- **The data**
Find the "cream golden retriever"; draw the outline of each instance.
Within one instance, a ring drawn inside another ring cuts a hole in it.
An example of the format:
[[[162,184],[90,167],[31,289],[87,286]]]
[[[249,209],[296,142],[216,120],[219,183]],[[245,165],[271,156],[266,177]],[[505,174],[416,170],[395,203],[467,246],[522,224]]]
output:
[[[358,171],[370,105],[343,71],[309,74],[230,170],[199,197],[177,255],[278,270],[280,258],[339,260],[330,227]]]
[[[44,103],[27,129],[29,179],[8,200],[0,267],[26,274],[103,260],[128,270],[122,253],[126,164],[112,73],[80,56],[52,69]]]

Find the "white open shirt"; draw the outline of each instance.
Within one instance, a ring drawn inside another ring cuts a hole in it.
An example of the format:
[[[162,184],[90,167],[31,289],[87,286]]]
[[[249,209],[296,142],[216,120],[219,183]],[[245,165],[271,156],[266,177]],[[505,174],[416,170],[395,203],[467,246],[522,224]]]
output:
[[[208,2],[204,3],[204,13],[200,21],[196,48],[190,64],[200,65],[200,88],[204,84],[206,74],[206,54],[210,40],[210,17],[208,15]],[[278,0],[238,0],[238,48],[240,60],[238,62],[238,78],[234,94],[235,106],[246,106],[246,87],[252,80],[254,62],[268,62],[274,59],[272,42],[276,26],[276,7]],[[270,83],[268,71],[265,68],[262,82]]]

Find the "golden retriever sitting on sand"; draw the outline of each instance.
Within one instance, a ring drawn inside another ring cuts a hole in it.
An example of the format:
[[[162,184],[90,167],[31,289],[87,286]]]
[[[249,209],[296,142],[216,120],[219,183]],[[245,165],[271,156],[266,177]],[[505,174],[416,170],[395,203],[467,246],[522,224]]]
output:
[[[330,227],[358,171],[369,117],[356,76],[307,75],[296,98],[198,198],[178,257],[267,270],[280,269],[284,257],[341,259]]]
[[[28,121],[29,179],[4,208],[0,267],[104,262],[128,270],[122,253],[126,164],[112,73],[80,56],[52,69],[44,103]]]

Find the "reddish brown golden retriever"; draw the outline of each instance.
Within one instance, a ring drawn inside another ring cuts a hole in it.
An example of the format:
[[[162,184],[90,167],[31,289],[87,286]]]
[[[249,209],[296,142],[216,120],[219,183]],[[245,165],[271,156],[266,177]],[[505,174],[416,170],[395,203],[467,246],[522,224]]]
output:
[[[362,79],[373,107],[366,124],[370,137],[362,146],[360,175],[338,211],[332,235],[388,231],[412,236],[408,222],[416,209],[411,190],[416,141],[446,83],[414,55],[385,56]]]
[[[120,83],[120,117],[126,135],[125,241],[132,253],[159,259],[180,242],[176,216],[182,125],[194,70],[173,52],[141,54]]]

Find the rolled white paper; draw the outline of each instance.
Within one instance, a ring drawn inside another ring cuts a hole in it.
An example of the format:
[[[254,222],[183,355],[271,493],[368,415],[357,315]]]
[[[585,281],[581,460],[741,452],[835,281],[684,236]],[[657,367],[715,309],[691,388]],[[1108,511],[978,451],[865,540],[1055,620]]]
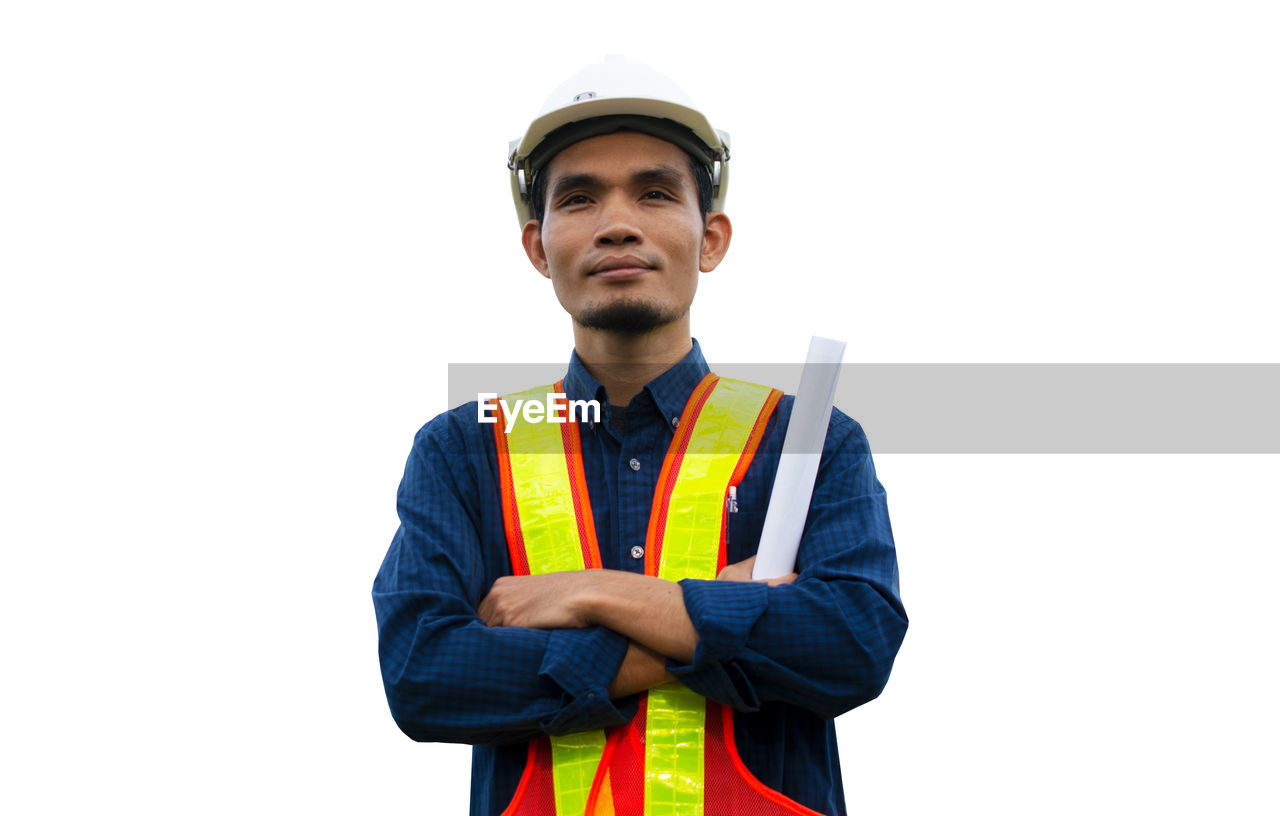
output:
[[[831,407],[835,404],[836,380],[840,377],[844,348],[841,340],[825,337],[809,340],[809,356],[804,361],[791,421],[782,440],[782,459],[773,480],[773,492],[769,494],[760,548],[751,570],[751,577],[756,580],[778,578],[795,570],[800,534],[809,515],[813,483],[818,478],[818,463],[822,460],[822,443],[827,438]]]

--

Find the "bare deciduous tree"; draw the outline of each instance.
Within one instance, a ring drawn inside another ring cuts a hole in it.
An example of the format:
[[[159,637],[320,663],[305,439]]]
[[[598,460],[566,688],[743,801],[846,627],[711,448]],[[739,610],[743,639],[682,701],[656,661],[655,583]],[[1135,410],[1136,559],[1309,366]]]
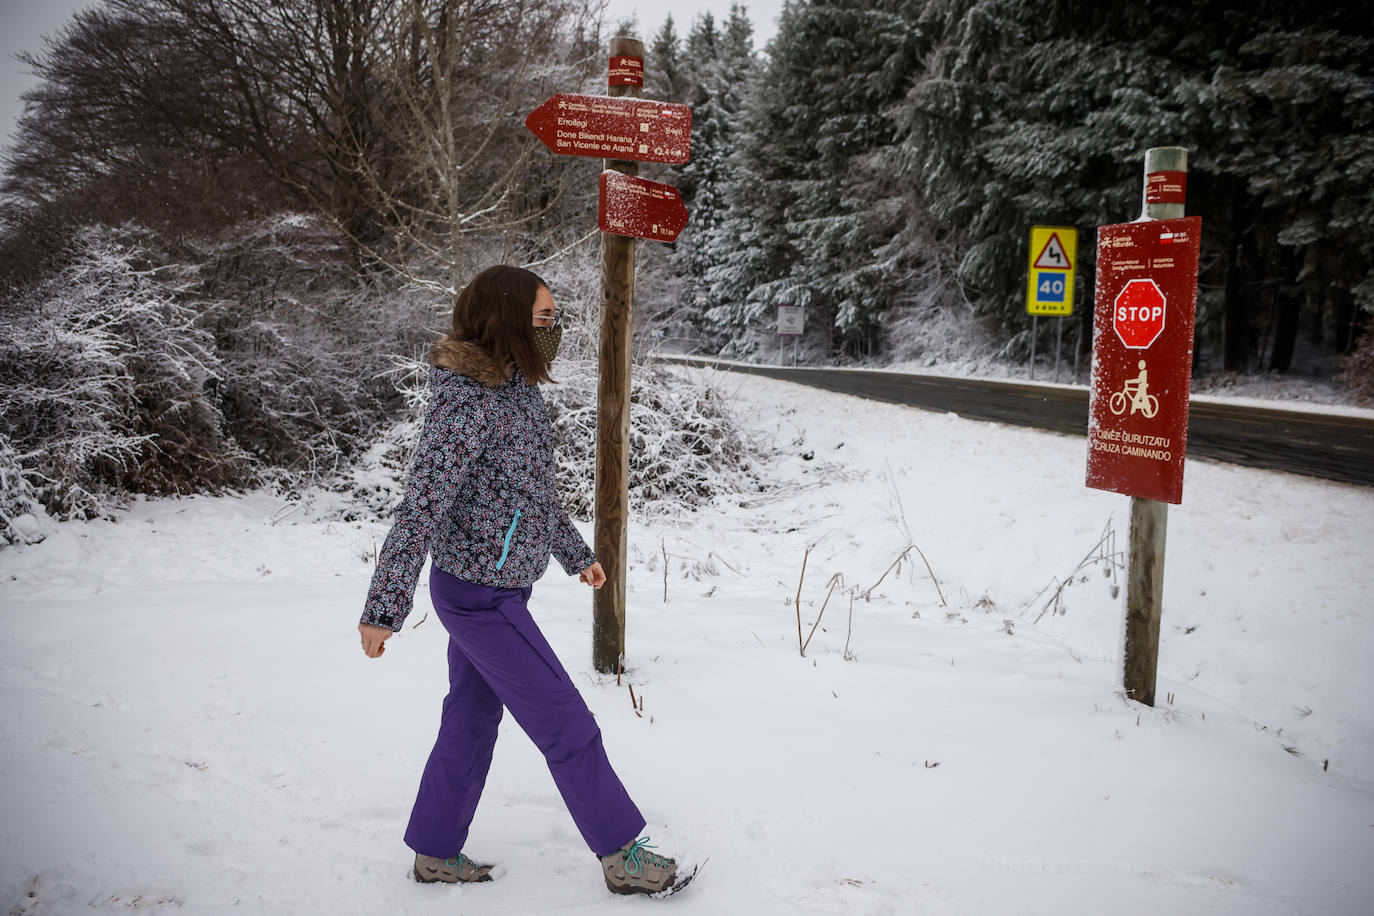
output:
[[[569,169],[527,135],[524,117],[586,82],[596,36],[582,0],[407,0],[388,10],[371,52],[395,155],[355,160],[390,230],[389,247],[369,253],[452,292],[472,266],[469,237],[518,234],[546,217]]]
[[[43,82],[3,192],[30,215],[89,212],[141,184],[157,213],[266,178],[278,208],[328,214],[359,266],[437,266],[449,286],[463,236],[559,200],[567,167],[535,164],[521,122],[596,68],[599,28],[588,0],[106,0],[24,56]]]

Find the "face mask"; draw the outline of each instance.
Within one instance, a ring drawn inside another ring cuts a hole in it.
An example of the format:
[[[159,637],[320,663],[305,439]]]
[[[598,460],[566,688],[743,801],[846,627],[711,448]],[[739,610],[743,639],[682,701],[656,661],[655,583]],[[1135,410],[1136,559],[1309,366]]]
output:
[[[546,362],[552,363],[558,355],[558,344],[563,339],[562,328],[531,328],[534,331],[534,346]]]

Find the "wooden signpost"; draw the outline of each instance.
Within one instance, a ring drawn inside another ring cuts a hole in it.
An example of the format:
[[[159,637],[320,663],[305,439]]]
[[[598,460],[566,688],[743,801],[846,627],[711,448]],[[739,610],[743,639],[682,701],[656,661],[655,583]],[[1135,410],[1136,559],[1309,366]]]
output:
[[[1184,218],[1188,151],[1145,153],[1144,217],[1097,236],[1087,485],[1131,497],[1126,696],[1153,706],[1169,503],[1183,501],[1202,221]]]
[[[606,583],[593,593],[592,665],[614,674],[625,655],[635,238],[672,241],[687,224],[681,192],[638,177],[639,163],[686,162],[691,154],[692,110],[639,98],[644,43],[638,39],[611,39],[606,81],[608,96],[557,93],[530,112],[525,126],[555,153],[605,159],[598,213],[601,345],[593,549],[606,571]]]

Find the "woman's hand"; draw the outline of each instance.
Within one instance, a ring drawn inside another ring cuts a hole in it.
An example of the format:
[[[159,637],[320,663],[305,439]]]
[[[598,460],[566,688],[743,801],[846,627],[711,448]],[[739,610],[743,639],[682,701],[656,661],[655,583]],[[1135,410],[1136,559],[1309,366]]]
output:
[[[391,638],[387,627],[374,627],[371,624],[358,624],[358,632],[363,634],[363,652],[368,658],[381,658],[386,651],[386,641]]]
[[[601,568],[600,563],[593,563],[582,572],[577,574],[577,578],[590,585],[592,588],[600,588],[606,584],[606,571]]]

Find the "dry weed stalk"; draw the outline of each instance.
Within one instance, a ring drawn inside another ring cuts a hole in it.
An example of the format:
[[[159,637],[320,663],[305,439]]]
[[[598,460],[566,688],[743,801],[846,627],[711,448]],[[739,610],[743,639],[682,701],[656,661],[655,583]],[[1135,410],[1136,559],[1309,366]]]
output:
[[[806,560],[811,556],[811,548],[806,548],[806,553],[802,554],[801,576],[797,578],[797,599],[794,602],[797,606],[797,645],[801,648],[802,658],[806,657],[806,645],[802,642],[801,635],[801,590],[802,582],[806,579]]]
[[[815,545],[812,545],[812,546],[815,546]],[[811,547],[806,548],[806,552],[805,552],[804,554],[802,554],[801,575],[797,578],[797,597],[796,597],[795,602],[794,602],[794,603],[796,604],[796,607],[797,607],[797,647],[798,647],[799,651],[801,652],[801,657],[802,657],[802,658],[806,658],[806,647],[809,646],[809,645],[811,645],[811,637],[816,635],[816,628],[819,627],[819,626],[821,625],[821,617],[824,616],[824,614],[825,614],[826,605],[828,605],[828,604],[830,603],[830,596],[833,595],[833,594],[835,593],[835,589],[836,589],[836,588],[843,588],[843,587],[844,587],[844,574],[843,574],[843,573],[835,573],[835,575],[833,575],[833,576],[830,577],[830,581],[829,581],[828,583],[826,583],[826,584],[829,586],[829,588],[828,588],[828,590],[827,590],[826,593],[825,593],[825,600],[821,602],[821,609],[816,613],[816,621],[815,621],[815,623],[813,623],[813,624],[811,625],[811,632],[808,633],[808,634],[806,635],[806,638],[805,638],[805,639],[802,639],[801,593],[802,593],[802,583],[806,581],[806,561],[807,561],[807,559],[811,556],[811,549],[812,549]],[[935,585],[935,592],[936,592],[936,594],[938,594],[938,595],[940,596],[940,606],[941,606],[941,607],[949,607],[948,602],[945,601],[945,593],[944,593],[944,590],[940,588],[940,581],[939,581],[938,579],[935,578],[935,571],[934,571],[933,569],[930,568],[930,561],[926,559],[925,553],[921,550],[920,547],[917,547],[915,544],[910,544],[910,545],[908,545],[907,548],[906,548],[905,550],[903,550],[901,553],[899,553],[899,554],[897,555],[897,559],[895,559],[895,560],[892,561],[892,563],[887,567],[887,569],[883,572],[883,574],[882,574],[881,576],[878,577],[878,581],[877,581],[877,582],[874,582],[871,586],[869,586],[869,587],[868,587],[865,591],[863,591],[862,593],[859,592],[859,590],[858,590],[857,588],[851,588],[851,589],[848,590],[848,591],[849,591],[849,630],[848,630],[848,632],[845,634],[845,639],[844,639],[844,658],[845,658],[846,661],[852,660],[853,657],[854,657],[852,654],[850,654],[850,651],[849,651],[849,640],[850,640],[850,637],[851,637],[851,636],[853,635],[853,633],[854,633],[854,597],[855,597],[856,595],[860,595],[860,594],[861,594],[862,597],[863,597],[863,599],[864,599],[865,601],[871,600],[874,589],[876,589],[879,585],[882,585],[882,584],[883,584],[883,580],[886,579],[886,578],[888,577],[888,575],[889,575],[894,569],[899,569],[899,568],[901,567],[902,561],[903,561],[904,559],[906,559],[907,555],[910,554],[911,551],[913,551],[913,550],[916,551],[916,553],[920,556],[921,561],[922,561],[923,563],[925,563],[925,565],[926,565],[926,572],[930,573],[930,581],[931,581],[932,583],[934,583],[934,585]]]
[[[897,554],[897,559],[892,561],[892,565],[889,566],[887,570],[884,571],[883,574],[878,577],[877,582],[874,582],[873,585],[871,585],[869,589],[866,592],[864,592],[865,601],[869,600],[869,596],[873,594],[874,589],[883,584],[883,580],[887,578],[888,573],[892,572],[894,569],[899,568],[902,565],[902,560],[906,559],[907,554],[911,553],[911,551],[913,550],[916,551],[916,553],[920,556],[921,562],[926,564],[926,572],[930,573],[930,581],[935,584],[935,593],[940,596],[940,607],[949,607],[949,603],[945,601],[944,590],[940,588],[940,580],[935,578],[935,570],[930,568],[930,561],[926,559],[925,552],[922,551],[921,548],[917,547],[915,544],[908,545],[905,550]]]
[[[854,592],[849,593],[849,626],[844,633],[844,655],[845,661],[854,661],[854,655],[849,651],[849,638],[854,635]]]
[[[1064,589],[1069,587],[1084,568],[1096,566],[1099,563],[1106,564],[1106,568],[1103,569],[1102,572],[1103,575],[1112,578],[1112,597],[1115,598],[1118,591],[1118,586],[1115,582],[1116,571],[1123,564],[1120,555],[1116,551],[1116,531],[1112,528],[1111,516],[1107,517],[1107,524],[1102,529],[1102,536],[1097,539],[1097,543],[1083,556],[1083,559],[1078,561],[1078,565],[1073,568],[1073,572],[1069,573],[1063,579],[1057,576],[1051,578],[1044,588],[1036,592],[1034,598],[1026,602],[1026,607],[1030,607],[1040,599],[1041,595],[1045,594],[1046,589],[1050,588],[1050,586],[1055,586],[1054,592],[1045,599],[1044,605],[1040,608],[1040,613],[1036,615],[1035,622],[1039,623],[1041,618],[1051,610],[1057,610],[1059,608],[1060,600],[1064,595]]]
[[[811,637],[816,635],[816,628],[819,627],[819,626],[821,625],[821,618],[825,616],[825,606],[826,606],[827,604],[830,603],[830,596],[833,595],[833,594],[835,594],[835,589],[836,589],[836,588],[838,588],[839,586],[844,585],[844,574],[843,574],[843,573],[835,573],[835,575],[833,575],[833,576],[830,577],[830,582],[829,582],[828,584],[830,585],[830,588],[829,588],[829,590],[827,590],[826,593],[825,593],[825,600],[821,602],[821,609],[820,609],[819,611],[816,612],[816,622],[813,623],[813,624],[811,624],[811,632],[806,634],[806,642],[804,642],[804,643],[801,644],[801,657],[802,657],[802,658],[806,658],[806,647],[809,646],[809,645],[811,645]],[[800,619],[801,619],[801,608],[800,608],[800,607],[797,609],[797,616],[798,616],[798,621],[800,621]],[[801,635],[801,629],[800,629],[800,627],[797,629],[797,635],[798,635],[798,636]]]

- **What the task requires**
What is the number of lines in the listing that include the word "retriever"? Give that number and nothing else.

- **Answer box**
3